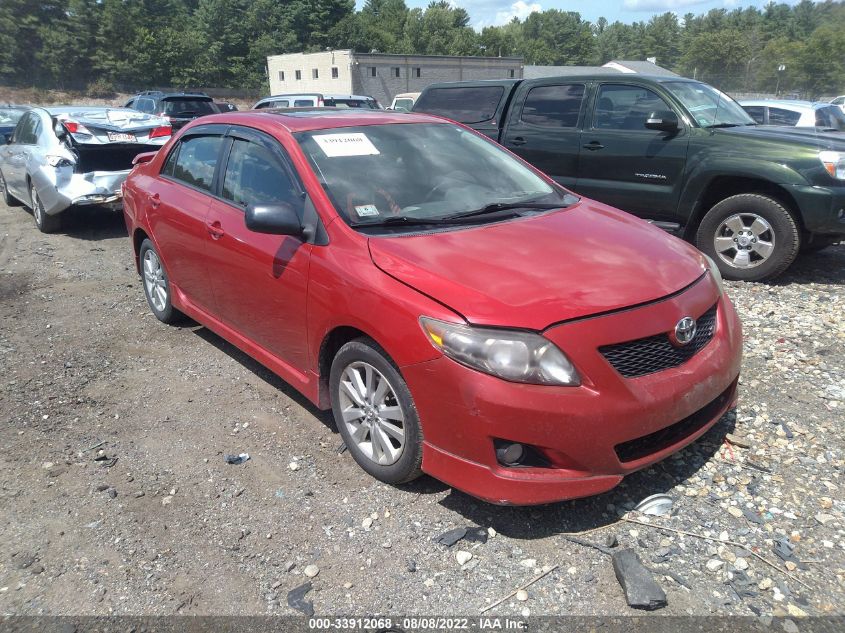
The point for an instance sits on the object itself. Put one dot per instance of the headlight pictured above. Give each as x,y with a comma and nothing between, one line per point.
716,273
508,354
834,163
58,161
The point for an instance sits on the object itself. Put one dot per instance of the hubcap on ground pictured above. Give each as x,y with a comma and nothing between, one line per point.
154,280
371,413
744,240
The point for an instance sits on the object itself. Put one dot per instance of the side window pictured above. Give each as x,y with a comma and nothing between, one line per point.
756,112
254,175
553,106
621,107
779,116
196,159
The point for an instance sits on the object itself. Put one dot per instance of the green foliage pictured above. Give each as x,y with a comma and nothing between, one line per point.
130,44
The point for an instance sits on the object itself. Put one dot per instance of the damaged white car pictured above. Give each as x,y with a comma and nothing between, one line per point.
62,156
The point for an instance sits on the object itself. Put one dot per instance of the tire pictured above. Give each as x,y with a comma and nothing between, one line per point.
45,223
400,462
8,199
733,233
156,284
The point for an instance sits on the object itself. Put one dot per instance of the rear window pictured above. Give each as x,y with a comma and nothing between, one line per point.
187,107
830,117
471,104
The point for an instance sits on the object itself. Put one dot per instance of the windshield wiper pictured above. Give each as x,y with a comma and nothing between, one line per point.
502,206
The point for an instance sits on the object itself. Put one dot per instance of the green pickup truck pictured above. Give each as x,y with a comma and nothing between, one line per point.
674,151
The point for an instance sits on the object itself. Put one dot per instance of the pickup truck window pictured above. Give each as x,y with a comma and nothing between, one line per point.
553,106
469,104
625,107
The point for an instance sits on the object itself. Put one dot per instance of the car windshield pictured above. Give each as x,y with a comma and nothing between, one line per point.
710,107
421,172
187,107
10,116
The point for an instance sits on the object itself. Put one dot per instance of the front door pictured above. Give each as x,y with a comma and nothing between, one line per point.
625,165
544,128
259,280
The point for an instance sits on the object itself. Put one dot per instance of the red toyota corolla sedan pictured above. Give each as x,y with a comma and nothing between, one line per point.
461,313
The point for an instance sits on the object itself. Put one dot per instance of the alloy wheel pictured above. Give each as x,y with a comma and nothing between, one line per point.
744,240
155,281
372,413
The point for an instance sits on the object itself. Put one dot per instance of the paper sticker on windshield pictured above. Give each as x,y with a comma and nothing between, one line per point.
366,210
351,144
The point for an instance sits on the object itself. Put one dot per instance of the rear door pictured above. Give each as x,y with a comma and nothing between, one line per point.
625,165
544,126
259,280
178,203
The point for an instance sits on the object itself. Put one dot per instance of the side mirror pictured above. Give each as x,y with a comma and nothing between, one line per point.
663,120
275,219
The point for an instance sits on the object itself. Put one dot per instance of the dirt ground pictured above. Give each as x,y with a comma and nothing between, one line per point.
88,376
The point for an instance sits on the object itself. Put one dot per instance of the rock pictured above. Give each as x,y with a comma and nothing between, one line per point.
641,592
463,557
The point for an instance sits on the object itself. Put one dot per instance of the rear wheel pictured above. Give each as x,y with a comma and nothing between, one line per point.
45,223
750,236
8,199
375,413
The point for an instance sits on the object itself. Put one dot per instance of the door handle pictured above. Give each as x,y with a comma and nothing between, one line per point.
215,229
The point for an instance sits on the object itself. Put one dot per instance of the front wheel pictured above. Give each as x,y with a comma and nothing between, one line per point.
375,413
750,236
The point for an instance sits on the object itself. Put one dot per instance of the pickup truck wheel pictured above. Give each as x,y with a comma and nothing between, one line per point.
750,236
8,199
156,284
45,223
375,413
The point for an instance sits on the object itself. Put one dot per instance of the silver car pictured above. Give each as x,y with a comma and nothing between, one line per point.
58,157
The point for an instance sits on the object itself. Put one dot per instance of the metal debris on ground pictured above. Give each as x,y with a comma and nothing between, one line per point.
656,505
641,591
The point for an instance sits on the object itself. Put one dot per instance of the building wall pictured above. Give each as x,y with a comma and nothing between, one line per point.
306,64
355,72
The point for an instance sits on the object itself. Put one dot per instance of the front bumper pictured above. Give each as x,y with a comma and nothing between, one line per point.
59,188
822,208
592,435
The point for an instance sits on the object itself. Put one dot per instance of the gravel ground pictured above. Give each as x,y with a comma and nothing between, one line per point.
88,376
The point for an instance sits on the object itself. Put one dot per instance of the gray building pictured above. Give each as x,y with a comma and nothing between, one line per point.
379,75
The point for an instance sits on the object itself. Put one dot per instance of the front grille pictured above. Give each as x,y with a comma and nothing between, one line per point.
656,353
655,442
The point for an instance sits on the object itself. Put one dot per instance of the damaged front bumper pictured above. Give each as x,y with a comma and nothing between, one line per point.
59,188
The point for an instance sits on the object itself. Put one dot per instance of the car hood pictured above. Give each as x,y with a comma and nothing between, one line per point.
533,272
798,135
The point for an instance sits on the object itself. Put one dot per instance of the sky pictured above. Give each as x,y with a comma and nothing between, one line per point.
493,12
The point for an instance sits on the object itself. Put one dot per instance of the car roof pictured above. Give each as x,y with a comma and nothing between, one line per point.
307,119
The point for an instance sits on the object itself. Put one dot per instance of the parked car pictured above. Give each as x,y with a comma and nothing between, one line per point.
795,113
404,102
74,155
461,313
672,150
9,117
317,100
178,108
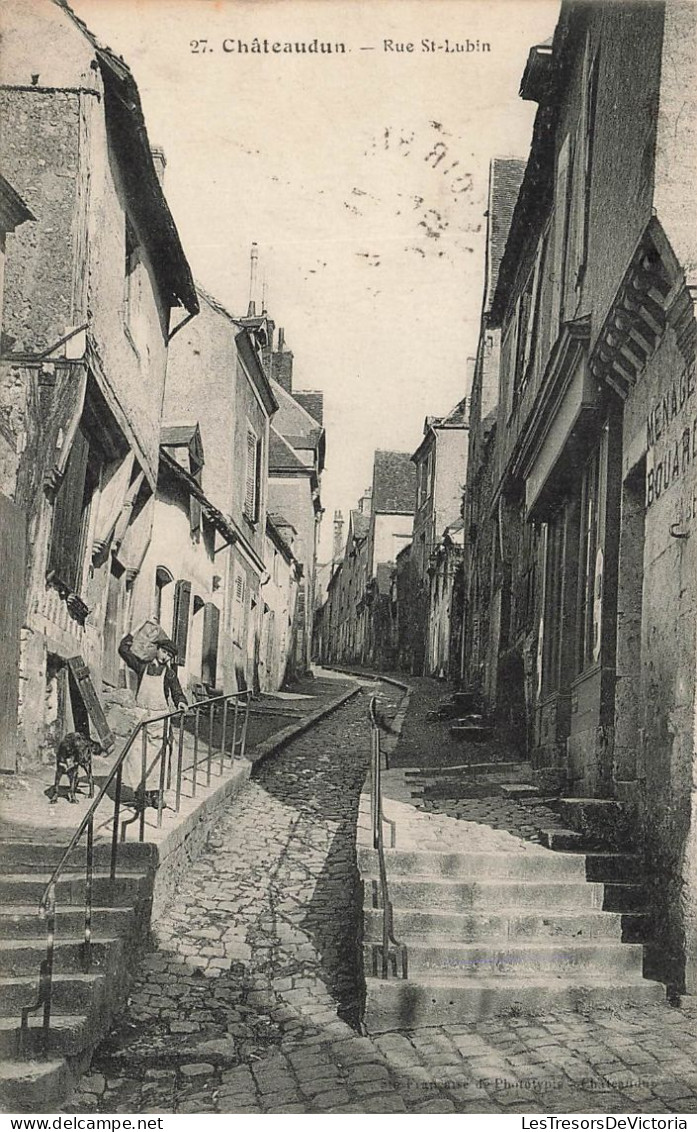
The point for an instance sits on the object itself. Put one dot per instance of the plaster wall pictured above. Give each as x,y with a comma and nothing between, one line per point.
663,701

• _WRITTEN PROBLEM_
Reproduce the records above with every occurrence of "one dot" replaced by "a single marker", leaving all other text unchanged. Omit the pictures from your answer.

• _ANSWER BELOW_
The point for an instance sits on the object itself. Put a single marker per instance of the headlight pictured above. Give each as x,y with a comma and nothing between, one line per point.
716,273
508,354
834,163
58,161
The point for an instance sits on the object itself. Put a single marker per instance of the hubcap on ground pictured above. Give each as x,y with a comma and nothing between, one line per point.
154,280
371,413
744,240
The point for an instance sits on the object itself. Put a single marker per instance of the side window pictured above. Give each as x,y with a comma and nothing between, one line per point.
756,112
254,175
553,106
621,107
779,116
196,159
The point for an instance sits on the object itself. Put a single marker per instance of the green foliage pictured above. Give each as x,y with a comma and nothing between, one line per point.
130,44
The point for an instance sits on the object itself. Put a single marker per instance of the damaged white car pictured above. Give each as x,y with a comma and nothing between, one line per point.
62,156
The point for an instance sits on the object itself. Put a single marker per instance of the tire pictured above. Give each as x,y with a comma and nothing between, one line per point.
45,223
400,462
8,199
733,233
156,284
The point for an instance sits on the object itself. Put a single marker per instance of the rear window pictured above. Give each as x,y with a comma and nothing between, one line per point.
187,107
830,117
471,104
The point for an instance sits on the object itself. Put a single marker per instance of the windshield wiper pictured above. Give each as x,y with a comma and nothing between, one line per point.
502,206
The point for an instance sits on the object itself. Put a single marker per instance of the green pickup truck pictured above. Give each as x,y with a comma and nothing between, one line per point.
674,151
The point for an instance sits on the object itself. Put a single marker per instance of the pickup truck window pictured above. Give each as x,y with a comma and nothing between, one line per point.
553,106
469,104
625,107
The point for an instance sits on the object itself. Put a single marker per instance of the car windshield pictured above. Give each as x,y with a comma and nothing between, one line per point.
710,107
421,172
187,107
10,116
The point for an instance sits on the object itself. Put a single marker per instance of the front door pictured above. Give each as x,y with a comma and nothing between, one line per point.
625,165
544,128
259,280
The point for an instance sits on the object itself. Put a single marker per instance of the red toyota corolla sedan pictured above. Give each as x,y with a comma and nothing between, one line per point.
461,313
The point for an instance sits on the object itself. Put a single marker per instance of the alloy wheel pictured above. Give each as x,y with a comma and nothing between, one line per point.
744,240
155,281
372,413
The point for an instance sits on the object itself. Put a single marker per instance of the paper sticker on windshield pictured above. Give each as x,y with a comma and nothing between, one line per point.
366,210
351,144
The point for an instance sits on the object itself. Put a single marker per instance of the rear door pictured above. Give each as x,y with a comma and nothing between, one line per point.
625,165
544,126
259,280
178,203
The point for an instance sits on the object itself. Put a single marker per instance of the side mirror pictured above. Give each as x,y with a comma and nothing between, one line per point.
663,120
275,219
The point for an instance sits on the object itself. Put a single marker per instance of the dirt ground pictured above. Give each as x,y with a comma and nothing between, one line per point.
88,376
The point for an instance sits on the object itself. Put a single marker per instance of the rock pictured above. Give each as x,y with a comma and nothing between, one line per point.
641,592
463,557
The point for an instance sits on the object itself. Put a single marker per instance of the rear wheel pictured above. Give each as x,y with a comma and nothing between, one line per point.
45,223
750,236
8,199
375,413
The point for an instance sits on the object itself. Put a single marker per instance of the door handle pictured above. Give each as x,y with a comma and nothing between, one line per point.
215,229
The point for an instance sits on the object itself. Put a single marker per instance of the front wheel pictured above. Give each as x,y with a comma and nothing between, one line per point.
375,413
750,236
The point for an instance sits on the object itself. Put a single marker per instance of the pickup truck wheel pictured above. Give each as x,y with a comma and nothing between, one line per point.
750,236
8,199
156,284
45,223
375,413
The point for an instance sits on the object itself. Put a single marker per instance of the silver car pictured above. Give each as x,y with a comma and nothing between, one line per point.
58,157
The point for an instance sits on the object itself. Put a single marker per instance of the metal debris on ground pictured above. Give each as x,y with a comma and nothing between, one line per point.
656,505
641,591
The point for an instance sits on the object itself. Put a single marker per instance of the building wall pictured above. Give each as x,y with a comma and nothing between, one line per point.
306,64
355,72
The point for an instance sits on the object itself. Put a single marker per instance of the front bumper pictured above. Give each as x,y with a comma and nothing between, one line per point.
59,188
822,208
592,435
The point for an instance sits on the object itself. Put a single marker per instance of the gravel ground pictured above. Give each as x,y with a comma and nothing between, one line per point.
88,376
The point for an instance sits on the object itself. Put a single marker per instance of the gray building pictured above. Give each as x,y with a comma and nothing between, one line per point.
379,75
The point for an instance sits on the object itself. Put a single marker per instance of the front grille pictured above. Give each as x,y with a comma and nothing between, one line per point.
656,353
655,442
The point for an instance sits on the object itself. Put a single marker per instance of the damaged front bumper pictured above. Give each as x,y with a comma and nothing between, one line per point.
59,188
The point for an instance sits on the object itself. Put a single marker per instance of the car hood pictured above. Give each as x,y with a comma and nothing between, one line per point.
533,272
798,135
The point for an instance sits on the object itself. Put a single marker per instance of the sky pictured above. Give each as x,y with a comma and nothing between, one line per point.
493,12
The point for an instance sits on the object itself. Put a single marker per instance of the car roof pictured above. Give each as x,y with a comma and nothing between, one line per point.
307,119
The point for an instance sits on the object itself. Put a single marker per instance of the parked car pictured above. Give each as x,y with a comma and nothing between, one line per point.
795,113
404,102
74,155
461,313
672,150
9,117
317,100
178,108
The point for an instance sits on the object itself. Put a single marker per instance of the plaster wall pictured above. Give each as x,y with a comma and nothing between, one line per point.
663,701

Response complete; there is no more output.